■ **What is required**:
Count the lines in the entries below that contain the word "twig", treating uppercase and lowercase as different, and give only the number.
#### Records for this exercise ####
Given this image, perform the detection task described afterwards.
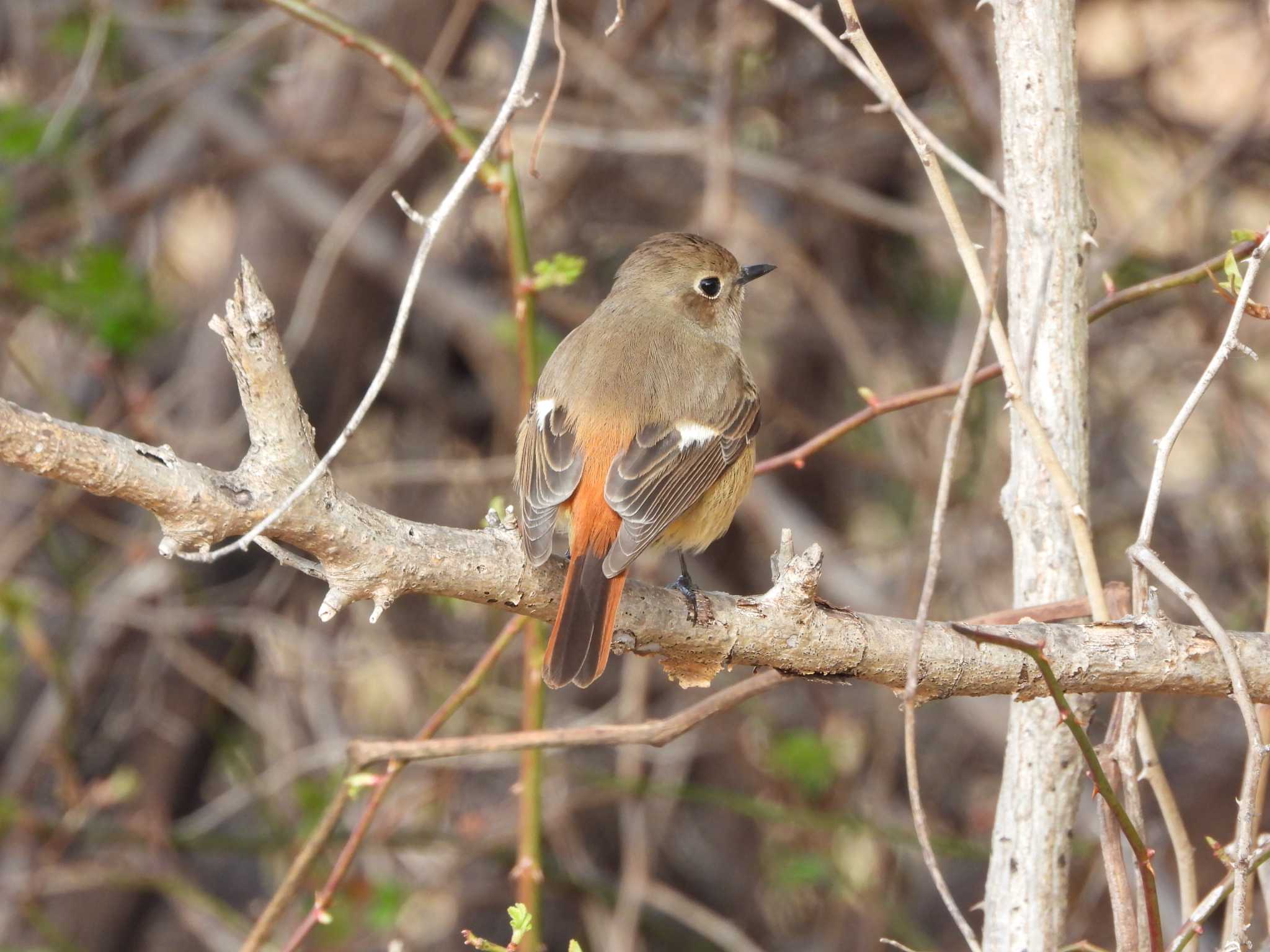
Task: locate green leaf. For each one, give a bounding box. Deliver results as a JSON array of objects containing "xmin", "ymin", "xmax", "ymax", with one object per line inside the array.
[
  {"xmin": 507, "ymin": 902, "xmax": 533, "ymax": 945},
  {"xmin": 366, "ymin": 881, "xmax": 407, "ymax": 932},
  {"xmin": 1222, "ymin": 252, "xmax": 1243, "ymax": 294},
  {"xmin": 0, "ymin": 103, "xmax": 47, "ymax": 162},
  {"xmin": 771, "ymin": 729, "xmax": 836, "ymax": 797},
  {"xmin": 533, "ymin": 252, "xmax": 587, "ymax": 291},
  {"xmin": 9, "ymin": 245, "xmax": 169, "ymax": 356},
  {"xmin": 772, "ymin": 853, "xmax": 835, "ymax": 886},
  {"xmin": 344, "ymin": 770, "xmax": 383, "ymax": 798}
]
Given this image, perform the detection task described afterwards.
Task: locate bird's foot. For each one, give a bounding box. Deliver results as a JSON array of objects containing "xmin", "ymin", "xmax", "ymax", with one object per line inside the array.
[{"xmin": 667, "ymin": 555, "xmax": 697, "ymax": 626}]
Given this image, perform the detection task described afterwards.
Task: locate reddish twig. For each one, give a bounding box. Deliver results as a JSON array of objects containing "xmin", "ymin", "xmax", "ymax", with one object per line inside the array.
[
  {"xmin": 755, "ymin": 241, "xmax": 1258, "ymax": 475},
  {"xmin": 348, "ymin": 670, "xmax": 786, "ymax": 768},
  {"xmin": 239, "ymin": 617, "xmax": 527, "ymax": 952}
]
####
#### Records for this exercise ####
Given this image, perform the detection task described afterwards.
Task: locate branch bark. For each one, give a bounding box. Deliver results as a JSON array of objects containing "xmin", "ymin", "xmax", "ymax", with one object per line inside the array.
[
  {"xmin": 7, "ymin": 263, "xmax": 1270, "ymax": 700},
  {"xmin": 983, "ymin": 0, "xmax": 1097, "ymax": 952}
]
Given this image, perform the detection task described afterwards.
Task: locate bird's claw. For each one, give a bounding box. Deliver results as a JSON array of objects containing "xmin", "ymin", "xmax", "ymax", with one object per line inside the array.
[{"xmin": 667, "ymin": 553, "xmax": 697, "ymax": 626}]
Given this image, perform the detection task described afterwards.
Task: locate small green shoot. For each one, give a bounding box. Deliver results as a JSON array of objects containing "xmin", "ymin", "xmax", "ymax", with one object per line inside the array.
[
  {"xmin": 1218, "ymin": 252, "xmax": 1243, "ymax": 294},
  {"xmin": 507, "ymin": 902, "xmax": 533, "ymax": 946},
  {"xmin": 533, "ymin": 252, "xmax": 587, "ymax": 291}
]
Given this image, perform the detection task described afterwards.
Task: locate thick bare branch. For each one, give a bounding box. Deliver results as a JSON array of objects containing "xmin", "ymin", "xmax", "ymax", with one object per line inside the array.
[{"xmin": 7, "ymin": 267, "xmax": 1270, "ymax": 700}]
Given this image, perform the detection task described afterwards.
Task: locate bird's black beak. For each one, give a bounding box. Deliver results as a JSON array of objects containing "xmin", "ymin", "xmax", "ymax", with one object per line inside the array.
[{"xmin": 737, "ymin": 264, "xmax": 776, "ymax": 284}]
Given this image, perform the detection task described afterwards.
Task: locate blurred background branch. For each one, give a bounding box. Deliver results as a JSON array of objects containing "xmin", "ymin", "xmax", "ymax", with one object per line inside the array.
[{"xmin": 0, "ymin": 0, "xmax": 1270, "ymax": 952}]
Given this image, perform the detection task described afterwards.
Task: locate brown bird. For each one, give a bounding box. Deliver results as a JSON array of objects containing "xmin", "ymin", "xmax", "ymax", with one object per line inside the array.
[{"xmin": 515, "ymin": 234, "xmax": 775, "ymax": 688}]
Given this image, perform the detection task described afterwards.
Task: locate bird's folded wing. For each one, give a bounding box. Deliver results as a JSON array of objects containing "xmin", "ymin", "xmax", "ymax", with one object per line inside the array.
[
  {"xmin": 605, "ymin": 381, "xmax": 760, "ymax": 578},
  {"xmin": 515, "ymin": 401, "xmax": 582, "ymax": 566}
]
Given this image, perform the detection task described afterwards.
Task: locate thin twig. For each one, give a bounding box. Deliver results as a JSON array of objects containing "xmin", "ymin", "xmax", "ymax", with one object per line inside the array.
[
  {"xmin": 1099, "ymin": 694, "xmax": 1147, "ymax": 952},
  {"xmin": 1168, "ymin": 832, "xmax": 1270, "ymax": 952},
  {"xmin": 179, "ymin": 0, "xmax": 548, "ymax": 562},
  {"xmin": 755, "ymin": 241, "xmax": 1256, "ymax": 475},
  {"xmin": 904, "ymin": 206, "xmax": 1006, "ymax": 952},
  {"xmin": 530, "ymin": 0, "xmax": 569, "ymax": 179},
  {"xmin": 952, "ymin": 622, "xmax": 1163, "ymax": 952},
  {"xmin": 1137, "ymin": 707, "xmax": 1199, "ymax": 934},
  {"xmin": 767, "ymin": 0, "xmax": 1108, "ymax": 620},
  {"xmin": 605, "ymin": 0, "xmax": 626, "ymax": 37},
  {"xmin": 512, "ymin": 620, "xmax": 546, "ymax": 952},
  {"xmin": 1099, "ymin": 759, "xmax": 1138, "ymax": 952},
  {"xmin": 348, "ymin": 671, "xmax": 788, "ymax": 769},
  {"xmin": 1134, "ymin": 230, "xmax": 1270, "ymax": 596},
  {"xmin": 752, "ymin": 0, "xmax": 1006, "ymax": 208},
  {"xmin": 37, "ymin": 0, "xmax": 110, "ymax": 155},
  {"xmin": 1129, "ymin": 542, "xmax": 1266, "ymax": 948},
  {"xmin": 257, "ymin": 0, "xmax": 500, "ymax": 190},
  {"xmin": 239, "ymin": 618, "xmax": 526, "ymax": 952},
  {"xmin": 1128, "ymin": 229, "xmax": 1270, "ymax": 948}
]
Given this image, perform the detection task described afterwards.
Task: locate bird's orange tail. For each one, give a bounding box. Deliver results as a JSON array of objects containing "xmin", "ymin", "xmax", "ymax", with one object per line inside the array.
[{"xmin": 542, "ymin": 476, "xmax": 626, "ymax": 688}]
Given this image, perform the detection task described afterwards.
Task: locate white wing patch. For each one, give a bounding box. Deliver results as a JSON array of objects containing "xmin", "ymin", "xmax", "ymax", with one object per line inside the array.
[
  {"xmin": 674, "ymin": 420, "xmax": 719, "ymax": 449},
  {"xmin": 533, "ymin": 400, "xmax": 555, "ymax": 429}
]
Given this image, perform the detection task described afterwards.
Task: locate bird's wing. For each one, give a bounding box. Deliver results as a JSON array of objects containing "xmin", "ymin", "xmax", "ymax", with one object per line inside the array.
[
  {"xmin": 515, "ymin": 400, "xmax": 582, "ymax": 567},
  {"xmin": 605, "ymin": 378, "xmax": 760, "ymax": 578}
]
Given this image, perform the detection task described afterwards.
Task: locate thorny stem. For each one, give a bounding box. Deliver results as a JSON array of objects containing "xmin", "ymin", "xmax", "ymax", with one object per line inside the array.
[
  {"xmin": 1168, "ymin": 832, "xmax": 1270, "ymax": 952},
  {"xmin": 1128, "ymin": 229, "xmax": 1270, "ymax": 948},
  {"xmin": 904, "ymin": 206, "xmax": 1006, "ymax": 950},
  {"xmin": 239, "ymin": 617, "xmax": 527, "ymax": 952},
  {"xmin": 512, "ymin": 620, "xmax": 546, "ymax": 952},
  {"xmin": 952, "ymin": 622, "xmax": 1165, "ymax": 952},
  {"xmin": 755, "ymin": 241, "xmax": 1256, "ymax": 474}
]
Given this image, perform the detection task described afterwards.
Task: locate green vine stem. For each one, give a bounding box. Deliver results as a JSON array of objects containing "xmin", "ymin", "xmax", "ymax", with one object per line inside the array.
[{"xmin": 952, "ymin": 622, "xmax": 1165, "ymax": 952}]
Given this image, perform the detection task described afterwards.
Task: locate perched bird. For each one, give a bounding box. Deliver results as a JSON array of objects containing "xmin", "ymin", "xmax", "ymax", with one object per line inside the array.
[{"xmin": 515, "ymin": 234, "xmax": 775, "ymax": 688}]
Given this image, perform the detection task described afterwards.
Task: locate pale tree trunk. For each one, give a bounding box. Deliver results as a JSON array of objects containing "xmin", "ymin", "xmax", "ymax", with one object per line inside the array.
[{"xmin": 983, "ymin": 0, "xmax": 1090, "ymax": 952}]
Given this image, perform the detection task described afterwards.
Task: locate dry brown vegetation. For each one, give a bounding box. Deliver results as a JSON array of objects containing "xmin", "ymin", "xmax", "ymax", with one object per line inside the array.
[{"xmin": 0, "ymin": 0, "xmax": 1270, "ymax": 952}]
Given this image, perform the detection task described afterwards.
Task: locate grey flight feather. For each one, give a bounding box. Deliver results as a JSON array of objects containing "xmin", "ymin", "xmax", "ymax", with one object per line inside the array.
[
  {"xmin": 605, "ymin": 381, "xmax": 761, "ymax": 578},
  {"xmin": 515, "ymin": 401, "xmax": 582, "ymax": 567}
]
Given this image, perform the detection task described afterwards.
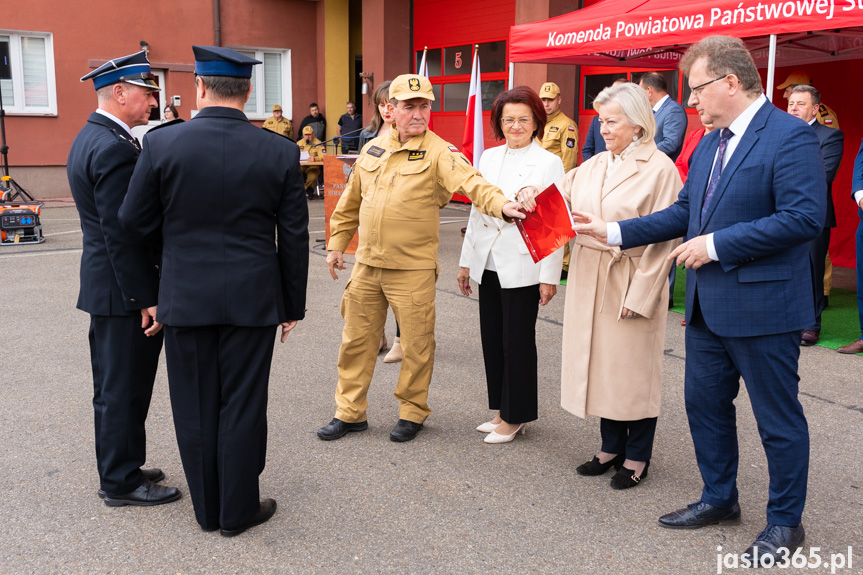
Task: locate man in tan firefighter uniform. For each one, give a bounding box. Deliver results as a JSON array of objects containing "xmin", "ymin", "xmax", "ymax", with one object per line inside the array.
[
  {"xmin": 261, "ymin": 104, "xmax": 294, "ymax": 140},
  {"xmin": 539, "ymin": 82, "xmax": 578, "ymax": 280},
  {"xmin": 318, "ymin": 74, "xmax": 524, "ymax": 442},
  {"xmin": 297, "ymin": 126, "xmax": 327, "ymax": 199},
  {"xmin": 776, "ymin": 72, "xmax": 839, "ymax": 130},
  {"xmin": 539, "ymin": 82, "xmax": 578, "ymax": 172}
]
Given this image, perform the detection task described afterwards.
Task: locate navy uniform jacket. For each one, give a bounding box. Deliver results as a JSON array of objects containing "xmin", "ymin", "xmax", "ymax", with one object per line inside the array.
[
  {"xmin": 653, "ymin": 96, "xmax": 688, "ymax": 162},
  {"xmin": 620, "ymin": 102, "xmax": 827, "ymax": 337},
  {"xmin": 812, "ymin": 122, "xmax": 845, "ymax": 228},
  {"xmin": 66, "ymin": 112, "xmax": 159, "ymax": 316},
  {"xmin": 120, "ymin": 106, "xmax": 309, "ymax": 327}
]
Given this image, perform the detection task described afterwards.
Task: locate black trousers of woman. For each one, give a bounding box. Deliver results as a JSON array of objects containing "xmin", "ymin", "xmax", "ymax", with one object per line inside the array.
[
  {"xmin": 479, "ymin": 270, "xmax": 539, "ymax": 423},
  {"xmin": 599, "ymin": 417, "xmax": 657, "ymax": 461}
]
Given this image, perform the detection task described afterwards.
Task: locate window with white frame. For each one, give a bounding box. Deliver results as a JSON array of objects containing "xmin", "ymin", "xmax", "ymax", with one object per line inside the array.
####
■ **Response for this exercise**:
2